RECORDED DATA —
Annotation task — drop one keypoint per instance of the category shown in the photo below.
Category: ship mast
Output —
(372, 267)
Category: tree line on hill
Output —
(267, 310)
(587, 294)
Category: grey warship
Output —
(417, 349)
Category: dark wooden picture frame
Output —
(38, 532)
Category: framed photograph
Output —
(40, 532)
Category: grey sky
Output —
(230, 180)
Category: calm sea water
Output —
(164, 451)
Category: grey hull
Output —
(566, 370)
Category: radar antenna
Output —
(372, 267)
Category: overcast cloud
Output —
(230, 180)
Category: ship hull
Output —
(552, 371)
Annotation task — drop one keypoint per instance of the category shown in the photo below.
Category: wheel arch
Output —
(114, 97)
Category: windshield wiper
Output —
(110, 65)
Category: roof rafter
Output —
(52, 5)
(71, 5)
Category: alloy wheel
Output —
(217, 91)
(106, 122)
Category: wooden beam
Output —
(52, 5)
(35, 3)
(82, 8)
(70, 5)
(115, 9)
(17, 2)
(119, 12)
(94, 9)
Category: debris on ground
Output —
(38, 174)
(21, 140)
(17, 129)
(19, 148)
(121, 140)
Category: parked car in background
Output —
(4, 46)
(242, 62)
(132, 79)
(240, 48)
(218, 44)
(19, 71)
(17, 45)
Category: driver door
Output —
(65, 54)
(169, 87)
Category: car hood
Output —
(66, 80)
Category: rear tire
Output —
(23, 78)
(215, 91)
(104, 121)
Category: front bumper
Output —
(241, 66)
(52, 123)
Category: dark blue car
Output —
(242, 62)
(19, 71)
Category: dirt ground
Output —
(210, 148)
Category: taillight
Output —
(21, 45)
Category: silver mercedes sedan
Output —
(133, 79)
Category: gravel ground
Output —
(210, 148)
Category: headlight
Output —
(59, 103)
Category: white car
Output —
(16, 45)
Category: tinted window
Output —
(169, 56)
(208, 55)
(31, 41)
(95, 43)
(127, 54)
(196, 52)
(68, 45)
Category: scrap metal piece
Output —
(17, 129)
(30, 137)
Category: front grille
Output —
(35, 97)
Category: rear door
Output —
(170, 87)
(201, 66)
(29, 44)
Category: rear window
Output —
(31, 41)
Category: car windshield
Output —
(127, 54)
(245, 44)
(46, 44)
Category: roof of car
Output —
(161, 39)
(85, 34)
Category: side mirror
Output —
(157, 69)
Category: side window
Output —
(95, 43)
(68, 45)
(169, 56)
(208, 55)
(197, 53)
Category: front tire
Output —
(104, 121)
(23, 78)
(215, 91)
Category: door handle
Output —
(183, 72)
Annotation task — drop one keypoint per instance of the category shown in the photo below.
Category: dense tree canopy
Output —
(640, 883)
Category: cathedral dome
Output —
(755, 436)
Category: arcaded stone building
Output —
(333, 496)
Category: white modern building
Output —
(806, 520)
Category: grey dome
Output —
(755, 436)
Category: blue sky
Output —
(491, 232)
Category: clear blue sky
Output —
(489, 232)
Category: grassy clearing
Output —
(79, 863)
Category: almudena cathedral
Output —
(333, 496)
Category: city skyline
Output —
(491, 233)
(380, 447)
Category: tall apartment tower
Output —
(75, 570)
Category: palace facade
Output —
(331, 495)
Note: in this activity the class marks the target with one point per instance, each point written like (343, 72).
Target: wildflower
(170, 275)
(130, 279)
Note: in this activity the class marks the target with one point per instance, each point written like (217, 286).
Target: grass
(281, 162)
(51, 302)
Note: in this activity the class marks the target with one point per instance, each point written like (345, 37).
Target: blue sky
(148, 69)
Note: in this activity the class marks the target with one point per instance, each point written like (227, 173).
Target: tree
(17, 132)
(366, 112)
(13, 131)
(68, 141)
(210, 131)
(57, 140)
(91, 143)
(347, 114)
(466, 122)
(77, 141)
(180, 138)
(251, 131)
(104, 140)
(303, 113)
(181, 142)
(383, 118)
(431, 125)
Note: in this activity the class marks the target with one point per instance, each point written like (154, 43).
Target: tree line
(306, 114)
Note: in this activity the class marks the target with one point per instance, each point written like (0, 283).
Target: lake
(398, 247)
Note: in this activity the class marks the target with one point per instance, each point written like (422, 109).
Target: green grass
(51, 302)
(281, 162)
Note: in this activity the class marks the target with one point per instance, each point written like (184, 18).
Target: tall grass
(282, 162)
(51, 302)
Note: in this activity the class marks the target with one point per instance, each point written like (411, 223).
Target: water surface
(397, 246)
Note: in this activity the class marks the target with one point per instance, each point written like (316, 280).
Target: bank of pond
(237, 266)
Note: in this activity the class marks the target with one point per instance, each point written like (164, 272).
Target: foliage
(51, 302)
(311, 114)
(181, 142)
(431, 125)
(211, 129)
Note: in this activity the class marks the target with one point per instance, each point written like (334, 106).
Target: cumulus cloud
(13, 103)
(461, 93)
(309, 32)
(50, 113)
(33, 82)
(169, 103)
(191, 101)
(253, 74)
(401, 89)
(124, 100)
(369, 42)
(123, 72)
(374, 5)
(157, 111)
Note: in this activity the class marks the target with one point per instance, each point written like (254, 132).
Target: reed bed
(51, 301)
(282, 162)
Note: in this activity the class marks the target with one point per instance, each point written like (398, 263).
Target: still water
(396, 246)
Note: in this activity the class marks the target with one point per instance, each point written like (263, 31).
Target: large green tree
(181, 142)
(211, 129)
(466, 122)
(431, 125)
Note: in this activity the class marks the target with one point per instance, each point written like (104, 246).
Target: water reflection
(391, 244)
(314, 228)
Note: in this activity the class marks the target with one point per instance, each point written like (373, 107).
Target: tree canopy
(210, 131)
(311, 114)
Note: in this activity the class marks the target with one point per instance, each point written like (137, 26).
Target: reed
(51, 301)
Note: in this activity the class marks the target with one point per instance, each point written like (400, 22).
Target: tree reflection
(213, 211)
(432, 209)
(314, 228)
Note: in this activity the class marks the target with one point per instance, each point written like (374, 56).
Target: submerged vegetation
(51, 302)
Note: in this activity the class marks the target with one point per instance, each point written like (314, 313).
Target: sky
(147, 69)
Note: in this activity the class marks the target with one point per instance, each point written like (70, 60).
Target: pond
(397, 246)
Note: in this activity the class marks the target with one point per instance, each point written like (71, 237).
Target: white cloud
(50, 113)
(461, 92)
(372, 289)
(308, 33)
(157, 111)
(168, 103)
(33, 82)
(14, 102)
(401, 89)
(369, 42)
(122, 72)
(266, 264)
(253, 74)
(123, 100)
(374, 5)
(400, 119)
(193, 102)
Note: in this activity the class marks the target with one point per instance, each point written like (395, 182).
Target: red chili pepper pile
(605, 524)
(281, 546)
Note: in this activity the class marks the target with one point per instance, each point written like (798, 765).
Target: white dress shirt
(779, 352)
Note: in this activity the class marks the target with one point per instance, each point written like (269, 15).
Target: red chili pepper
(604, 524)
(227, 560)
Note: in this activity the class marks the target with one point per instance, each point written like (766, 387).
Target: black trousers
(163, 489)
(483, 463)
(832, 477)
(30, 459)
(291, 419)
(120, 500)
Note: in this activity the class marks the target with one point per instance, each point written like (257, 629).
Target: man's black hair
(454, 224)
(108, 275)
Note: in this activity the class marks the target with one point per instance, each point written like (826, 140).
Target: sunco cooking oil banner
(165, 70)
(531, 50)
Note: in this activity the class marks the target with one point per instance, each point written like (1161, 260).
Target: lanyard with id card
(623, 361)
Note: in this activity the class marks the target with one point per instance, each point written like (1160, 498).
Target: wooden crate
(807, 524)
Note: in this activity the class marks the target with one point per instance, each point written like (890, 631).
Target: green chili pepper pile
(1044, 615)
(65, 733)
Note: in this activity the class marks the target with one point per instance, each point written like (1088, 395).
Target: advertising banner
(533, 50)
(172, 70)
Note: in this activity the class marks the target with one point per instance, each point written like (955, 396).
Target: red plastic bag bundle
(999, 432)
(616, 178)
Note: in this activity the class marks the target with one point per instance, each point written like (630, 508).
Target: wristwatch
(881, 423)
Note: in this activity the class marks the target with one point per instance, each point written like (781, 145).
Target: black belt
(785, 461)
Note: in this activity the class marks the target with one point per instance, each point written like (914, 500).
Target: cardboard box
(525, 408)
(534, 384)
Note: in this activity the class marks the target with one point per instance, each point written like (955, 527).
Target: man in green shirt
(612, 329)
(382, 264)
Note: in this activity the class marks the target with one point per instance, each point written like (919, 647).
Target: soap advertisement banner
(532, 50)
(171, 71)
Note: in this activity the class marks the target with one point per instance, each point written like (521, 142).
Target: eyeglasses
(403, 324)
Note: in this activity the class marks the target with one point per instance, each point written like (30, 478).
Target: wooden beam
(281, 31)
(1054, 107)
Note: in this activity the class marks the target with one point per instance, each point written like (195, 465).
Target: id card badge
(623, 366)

WHAT IS EXPECTED — Which lines should be output? Exactly those from the first line of the data through the line containing "Category: ship hull", inclusive.

SOLVED EXERCISE —
Annotation task — drop one keypoint per instance of the category shown in the photo below.
Category: ship mast
Output —
(372, 267)
Category: tree line on hill
Output —
(267, 310)
(587, 294)
Category: grey warship
Output —
(417, 349)
Category: dark wooden picture frame
Output —
(38, 532)
Category: framed photograph
Output —
(40, 532)
Category: grey sky
Output —
(230, 180)
Category: calm sea water
Output —
(164, 451)
Category: grey hull
Output —
(566, 370)
Category: radar antenna
Output —
(372, 267)
Category: overcast cloud
Output —
(230, 180)
Category: ship hull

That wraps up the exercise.